* [PROMPT]:
Gather every line in the items below that contains the word "black". Case counts.
· · · · ·
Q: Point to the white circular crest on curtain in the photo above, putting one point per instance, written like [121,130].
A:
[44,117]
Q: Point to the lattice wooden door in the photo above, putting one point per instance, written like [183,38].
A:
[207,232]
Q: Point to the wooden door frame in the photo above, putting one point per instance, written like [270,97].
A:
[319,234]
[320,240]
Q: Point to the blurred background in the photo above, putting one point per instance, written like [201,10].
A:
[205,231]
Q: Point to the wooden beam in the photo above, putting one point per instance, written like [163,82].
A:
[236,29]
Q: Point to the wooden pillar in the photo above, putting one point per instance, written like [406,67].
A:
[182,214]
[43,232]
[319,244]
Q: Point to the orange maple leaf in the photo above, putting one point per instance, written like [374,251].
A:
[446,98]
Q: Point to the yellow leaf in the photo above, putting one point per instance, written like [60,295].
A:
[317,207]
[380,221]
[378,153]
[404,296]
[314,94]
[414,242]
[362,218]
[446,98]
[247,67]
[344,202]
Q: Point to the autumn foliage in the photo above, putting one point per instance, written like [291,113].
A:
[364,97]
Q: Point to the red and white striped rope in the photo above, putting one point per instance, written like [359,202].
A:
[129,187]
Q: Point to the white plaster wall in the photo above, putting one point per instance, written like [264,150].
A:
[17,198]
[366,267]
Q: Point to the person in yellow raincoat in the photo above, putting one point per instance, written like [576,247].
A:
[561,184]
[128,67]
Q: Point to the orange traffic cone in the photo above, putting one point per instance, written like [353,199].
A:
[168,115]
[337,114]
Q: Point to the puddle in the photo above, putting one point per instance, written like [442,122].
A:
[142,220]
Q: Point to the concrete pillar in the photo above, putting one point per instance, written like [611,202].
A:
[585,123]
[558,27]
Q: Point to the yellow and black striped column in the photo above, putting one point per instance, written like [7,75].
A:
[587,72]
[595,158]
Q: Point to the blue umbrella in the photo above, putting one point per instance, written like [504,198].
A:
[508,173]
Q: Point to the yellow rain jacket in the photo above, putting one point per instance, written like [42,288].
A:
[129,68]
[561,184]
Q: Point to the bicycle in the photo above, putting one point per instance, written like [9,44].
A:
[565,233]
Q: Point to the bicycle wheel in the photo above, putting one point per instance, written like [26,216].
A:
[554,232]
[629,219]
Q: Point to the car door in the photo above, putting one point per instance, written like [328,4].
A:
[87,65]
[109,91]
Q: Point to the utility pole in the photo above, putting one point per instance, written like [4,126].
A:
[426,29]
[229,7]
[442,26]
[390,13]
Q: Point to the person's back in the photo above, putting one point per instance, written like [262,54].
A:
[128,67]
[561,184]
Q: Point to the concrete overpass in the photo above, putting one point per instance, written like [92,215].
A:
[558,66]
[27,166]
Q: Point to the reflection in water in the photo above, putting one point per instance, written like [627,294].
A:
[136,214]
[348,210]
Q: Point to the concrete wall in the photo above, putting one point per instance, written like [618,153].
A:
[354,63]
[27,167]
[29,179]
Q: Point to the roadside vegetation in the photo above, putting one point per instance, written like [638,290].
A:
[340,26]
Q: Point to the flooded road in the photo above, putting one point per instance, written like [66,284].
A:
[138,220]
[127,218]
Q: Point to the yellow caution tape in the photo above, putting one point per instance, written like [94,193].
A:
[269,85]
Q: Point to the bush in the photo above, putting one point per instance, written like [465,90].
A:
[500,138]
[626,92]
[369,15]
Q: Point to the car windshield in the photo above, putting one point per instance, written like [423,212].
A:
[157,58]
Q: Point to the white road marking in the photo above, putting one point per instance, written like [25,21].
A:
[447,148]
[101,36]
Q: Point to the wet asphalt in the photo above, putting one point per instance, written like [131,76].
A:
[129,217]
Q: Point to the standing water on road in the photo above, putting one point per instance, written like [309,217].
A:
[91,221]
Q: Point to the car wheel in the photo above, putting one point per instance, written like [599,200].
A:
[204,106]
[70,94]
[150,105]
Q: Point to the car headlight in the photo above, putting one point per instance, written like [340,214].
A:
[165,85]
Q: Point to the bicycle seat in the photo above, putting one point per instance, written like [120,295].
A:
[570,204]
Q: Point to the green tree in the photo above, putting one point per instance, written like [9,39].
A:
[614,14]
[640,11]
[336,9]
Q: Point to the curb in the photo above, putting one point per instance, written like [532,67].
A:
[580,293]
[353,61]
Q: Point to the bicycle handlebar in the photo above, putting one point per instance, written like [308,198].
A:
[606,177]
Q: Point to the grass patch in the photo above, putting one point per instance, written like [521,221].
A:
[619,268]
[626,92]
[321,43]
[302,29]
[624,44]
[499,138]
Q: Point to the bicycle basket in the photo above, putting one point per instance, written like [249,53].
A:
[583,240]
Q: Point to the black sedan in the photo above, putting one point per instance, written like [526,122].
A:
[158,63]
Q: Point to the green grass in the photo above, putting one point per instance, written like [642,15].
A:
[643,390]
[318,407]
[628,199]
· · · · ·
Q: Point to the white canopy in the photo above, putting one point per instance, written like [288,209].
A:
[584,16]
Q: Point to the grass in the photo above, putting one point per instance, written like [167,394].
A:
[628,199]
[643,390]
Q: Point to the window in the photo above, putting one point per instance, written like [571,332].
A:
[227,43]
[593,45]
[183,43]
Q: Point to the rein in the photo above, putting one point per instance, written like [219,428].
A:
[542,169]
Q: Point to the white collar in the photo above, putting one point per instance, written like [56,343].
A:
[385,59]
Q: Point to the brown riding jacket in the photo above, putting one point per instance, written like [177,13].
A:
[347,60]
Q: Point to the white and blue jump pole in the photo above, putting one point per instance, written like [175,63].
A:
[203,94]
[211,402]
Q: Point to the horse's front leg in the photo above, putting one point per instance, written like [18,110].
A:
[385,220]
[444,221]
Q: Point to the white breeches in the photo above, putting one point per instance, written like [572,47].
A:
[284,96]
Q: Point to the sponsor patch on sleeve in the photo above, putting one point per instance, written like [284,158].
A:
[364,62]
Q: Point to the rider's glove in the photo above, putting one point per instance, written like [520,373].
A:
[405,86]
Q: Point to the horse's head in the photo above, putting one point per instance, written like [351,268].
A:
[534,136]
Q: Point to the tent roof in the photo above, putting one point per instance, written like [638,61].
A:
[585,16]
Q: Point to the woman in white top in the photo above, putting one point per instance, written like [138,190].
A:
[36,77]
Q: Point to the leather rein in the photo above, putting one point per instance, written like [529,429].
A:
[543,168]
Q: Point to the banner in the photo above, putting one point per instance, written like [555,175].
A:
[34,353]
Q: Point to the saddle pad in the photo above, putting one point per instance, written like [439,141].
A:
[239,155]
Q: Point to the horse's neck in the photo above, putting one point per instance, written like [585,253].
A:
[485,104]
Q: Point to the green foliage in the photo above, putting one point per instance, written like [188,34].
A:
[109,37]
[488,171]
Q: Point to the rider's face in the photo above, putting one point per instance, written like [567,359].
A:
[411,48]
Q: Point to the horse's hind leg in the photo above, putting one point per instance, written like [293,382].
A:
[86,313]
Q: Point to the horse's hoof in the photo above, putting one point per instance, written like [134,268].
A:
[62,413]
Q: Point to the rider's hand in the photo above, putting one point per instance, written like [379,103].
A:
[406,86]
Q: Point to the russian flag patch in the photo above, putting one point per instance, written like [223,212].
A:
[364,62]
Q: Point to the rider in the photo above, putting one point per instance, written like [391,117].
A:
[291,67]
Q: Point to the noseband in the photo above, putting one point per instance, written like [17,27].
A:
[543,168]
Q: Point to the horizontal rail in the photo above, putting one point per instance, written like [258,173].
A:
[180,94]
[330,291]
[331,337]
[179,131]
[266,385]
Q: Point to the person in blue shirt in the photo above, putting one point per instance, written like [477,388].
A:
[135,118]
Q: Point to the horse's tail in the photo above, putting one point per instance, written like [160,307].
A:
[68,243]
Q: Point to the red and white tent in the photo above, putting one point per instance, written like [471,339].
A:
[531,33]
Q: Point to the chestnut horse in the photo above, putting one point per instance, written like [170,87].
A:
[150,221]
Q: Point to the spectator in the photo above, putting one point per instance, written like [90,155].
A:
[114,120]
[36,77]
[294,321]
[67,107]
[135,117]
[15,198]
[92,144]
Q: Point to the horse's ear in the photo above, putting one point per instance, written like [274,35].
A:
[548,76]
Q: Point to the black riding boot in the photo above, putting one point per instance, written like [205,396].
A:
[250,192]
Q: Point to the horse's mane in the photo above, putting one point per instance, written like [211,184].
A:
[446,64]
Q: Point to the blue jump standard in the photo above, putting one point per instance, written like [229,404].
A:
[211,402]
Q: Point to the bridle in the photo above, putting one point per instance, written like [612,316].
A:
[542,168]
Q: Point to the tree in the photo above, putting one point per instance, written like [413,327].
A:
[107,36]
· · · · ·
* [WRITTEN RESPONSE]:
Q: Point to the yellow and black striped column in the photo above, putting one point per instance, written like [7,75].
Q: Point to the black sedan in the photo above, putting one point per instance, written like [526,122].
Q: Point to the black riding boot in the photo above, putting one point per instance, written like [205,396].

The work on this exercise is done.